[start DATA PROVIDED]

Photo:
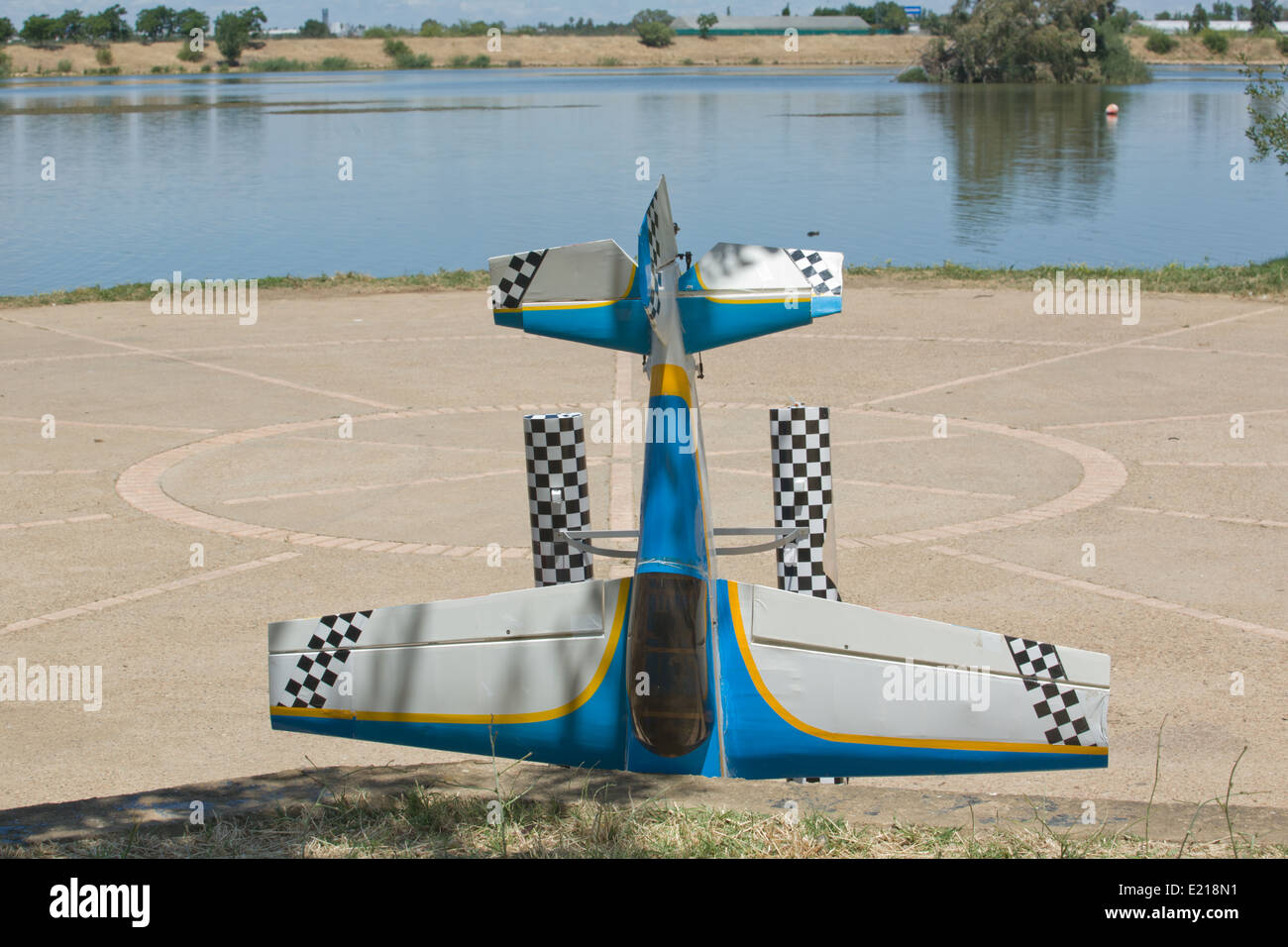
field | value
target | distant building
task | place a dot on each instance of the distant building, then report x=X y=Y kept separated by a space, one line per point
x=765 y=26
x=1183 y=26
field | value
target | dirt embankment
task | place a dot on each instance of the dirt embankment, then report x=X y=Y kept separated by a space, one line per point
x=134 y=58
x=527 y=51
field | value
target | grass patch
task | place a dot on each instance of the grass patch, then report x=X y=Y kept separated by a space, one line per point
x=1269 y=278
x=1159 y=43
x=421 y=823
x=1216 y=43
x=277 y=63
x=340 y=283
x=338 y=63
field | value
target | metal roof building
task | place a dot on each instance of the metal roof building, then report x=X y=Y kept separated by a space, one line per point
x=743 y=26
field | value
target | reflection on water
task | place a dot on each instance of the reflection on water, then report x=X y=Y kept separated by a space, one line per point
x=237 y=175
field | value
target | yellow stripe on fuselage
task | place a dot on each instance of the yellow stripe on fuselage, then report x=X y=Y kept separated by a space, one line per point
x=979 y=745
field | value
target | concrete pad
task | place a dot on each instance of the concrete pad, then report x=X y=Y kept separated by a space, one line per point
x=1063 y=431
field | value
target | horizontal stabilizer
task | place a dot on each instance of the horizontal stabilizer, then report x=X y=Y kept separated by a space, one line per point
x=739 y=291
x=578 y=292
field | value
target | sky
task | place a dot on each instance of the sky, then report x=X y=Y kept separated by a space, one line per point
x=411 y=13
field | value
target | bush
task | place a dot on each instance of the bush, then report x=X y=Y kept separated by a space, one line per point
x=278 y=63
x=411 y=60
x=655 y=34
x=1160 y=43
x=1215 y=42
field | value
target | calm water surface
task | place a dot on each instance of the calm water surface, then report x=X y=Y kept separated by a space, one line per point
x=237 y=175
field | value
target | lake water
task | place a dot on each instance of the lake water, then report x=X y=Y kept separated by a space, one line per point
x=237 y=175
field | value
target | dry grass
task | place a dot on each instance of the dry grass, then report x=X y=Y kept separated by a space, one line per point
x=1263 y=279
x=424 y=825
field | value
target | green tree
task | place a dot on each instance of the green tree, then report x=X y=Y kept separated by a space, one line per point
x=71 y=26
x=652 y=17
x=655 y=34
x=655 y=27
x=155 y=22
x=1262 y=16
x=188 y=20
x=107 y=26
x=39 y=30
x=893 y=18
x=1269 y=128
x=235 y=31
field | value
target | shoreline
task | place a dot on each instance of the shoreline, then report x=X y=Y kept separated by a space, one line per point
x=138 y=59
x=1266 y=279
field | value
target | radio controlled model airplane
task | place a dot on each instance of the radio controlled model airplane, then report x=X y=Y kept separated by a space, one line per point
x=674 y=669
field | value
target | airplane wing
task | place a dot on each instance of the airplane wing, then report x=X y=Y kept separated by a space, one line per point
x=531 y=673
x=812 y=685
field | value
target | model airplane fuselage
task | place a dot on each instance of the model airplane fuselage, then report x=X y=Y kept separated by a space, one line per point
x=677 y=669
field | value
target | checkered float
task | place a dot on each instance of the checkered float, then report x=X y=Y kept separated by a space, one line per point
x=313 y=680
x=802 y=455
x=558 y=499
x=1057 y=707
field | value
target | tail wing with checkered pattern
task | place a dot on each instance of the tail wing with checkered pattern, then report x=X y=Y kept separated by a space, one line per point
x=580 y=292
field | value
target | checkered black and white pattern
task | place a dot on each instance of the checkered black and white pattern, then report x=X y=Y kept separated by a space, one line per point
x=820 y=278
x=555 y=449
x=653 y=305
x=313 y=680
x=518 y=275
x=655 y=248
x=802 y=455
x=1057 y=707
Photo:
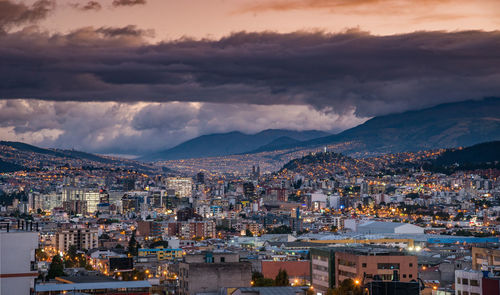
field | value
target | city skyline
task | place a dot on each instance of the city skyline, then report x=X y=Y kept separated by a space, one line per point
x=103 y=75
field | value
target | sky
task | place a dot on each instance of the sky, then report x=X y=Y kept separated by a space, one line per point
x=136 y=76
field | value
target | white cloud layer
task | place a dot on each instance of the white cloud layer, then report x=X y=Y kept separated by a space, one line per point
x=137 y=128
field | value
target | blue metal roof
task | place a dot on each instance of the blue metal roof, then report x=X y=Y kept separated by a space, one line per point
x=468 y=240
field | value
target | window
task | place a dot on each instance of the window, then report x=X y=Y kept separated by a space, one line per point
x=388 y=265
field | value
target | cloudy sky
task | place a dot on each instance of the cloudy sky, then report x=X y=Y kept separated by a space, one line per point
x=133 y=76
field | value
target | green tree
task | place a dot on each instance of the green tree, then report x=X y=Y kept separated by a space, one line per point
x=56 y=268
x=282 y=278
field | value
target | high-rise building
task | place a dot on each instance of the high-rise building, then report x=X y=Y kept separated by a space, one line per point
x=182 y=185
x=331 y=266
x=209 y=272
x=82 y=238
x=17 y=264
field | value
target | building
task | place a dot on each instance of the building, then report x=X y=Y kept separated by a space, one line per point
x=82 y=238
x=209 y=272
x=299 y=271
x=468 y=282
x=379 y=227
x=485 y=258
x=91 y=197
x=98 y=287
x=17 y=261
x=331 y=266
x=149 y=228
x=198 y=229
x=182 y=185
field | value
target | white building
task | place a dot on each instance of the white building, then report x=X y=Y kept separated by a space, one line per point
x=380 y=227
x=17 y=262
x=182 y=185
x=82 y=238
x=468 y=282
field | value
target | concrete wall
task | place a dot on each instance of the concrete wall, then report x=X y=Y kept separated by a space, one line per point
x=17 y=250
x=210 y=277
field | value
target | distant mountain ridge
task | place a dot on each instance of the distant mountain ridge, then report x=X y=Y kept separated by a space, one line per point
x=222 y=144
x=443 y=126
x=17 y=156
x=488 y=152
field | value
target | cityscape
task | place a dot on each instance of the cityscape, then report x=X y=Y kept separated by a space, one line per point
x=209 y=147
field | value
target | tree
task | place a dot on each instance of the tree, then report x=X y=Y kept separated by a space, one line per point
x=282 y=278
x=56 y=268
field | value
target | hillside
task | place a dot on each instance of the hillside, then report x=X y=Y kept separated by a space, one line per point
x=15 y=156
x=235 y=142
x=488 y=152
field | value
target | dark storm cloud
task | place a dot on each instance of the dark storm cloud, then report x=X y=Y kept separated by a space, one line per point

[end DATA PROVIDED]

[REQUIREMENT]: Word for word, quote the full listing, omitting every picture.

[WRITTEN REPLY]:
Photo:
field | value
target | distant building
task | place a dot on each instance of the distant building, then report x=X y=Y kept separated by a space, one line per point
x=765 y=26
x=1183 y=26
field | value
target | dirt embankment
task | place a dot on each instance of the dirt embankment, then report x=X y=Y kept separated by a space, one line per point
x=134 y=58
x=527 y=51
field | value
target | grass patch
task | place a dot on each instance of the grass patch, then report x=X y=Y kept separated by a space, one line per point
x=1269 y=278
x=1159 y=43
x=421 y=823
x=1216 y=43
x=277 y=63
x=340 y=283
x=338 y=63
field | value
target | metal roof building
task | place a dot on each instance of the metal roof building, then report x=X y=Y kept separated by a space, one line per point
x=743 y=26
field | value
target | reflection on water
task | place a dot on each instance of the reflection on water, then report x=X y=Y kept separated by a space, one line per point
x=237 y=175
field | value
target | yellow stripe on fuselage
task | place a dot on each instance of the yellow stripe on fuselage, then report x=X y=Y kept separated by a space, one line per point
x=979 y=745
field | value
target | concrete pad
task | place a dot on each instance of the concrete pad, then report x=X y=Y kept separated by a space, one line per point
x=1063 y=431
field | value
target | horizontal stabilizer
task | place a dot on each instance of the horizontal stabilizer, then report x=X y=Y kept separated by a space, one line per point
x=739 y=291
x=578 y=292
field | value
target | sky
task | place a dot on each instance of the sky, then report x=X y=Y kept separated by a space, one line per point
x=411 y=13
field | value
target | bush
task | place a dot on each instance of the bush, then report x=X y=Y kept separated by a space, one line per point
x=278 y=63
x=411 y=60
x=655 y=34
x=1160 y=43
x=1215 y=42
field | value
target | calm water surface
task | place a dot on each instance of the calm water surface, then report x=X y=Y kept separated by a space, one line per point
x=237 y=175
field | value
target | lake water
task | place a dot on each instance of the lake water, then report x=X y=Y kept separated by a space, one line per point
x=237 y=175
field | value
target | dry grass
task | place a dot on each instance of the dry grass, then report x=X y=Y kept separated by a space, one line per point
x=1263 y=279
x=424 y=825
field | value
target | green tree
task | place a dot on each instance of the green tree, then report x=X y=Y kept separated by a space, one line per point
x=71 y=26
x=652 y=17
x=655 y=34
x=655 y=27
x=155 y=22
x=1262 y=16
x=188 y=20
x=107 y=26
x=39 y=30
x=893 y=18
x=1269 y=128
x=235 y=31
field | value
target | shoreline
task | place a dot on each instance of the shoreline, then report x=X y=Y kept separated by a space, one line per point
x=138 y=59
x=1266 y=279
field | value
target | radio controlled model airplane
task | place a dot on each instance of the radio controlled model airplane, then report x=X y=Y kept separated by a space, one line per point
x=674 y=669
field | value
target | airplane wing
task | place a dot on each instance of the airplane wing, then report x=X y=Y kept separated by a space, one line per point
x=531 y=673
x=812 y=685
field | value
target | model airplane fuselage
task | place a dot on each instance of the model airplane fuselage, then report x=X y=Y kept separated by a space, one line per point
x=677 y=669
field | value
target | checkered float
task | place a dot on each instance of the checkered float, then report x=X y=Y kept separated by a space, one line per point
x=313 y=680
x=802 y=455
x=558 y=499
x=1057 y=707
field | value
target | tail wing with checkered pattern
task | place a dot on each instance of the tail wing with checkered pattern, then report x=X y=Y kept separated by a space, one line per point
x=580 y=292
field | value
target | checkered black and white pattern
task | place a dot on each instance of the checkered black and white pattern, then report x=X y=Y kept separated by a space, one line per point
x=820 y=278
x=555 y=449
x=653 y=305
x=313 y=680
x=518 y=275
x=655 y=248
x=802 y=455
x=1057 y=707
Photo:
field | value
target | city skyline
task | place a dot on each instance of the city skyline, then report x=X y=Y kept separated by a space, one line per point
x=103 y=75
field | value
target | sky
task | place a dot on each instance of the sky, then report x=X y=Y kept separated by a space, one line per point
x=136 y=76
field | value
target | white cloud layer
task | place a dot on each instance of the white cloud layer, then report x=X y=Y kept separated by a space, one line per point
x=137 y=128
field | value
target | blue metal roof
task | place a dot on each instance of the blue metal roof, then report x=X y=Y kept separated by a space, one line per point
x=468 y=240
field | value
target | window
task | place a dot on each instance of the window, then report x=X y=Y kept separated by a space, one line per point
x=388 y=265
field | value
target | cloudy sky
task | place a dot on each instance of the cloudy sky, then report x=X y=Y kept separated by a space, one line per point
x=133 y=76
field | value
target | green tree
task | place a dot on each instance of the green tree, then report x=X y=Y kept separated by a space, one line per point
x=56 y=268
x=282 y=278
field | value
target | high-rise building
task | place a dot on each instance of the high-rise building, then report x=X y=Y kept separated by a space, one line per point
x=182 y=185
x=331 y=266
x=209 y=272
x=82 y=238
x=17 y=264
field | value
target | building
task | place a dot on each instance of the building, then report x=X y=Y kept separated by a space, one line per point
x=82 y=238
x=209 y=272
x=299 y=271
x=468 y=282
x=379 y=227
x=485 y=258
x=91 y=197
x=98 y=287
x=17 y=261
x=331 y=266
x=149 y=228
x=198 y=229
x=182 y=185
field | value
target | white building
task | place a dot on each instance of the white building, then report x=X y=Y kept separated by a space, one line per point
x=380 y=227
x=17 y=262
x=182 y=185
x=82 y=238
x=468 y=282
field | value
target | concrete wall
task | place a dot on each instance of the concrete wall, then report x=X y=Y kept separated by a space, one line per point
x=17 y=250
x=210 y=277
field | value
target | distant mountain ridge
task | place a dot on each instance of the distant mountain ridge, then report x=X y=Y kept separated by a space, one line per point
x=222 y=144
x=443 y=126
x=17 y=156
x=488 y=152
field | value
target | cityscape
task | place a dot on each instance of the cityscape, then report x=X y=Y kept separated by a space, one line per point
x=209 y=147
field | value
target | tree
task | place a dot on each instance of the tree, then report x=X y=Y kept separated by a space, one line per point
x=282 y=278
x=56 y=268
field | value
target | hillside
task | place a dot on each instance of the hillside, then report x=X y=Y kept separated by a space, one line per point
x=15 y=156
x=235 y=142
x=488 y=152
field | value
target | dark storm cloud
task | place a dot on each instance of the dark storm cloud, then report x=X y=Y kept separated by a space, one line per point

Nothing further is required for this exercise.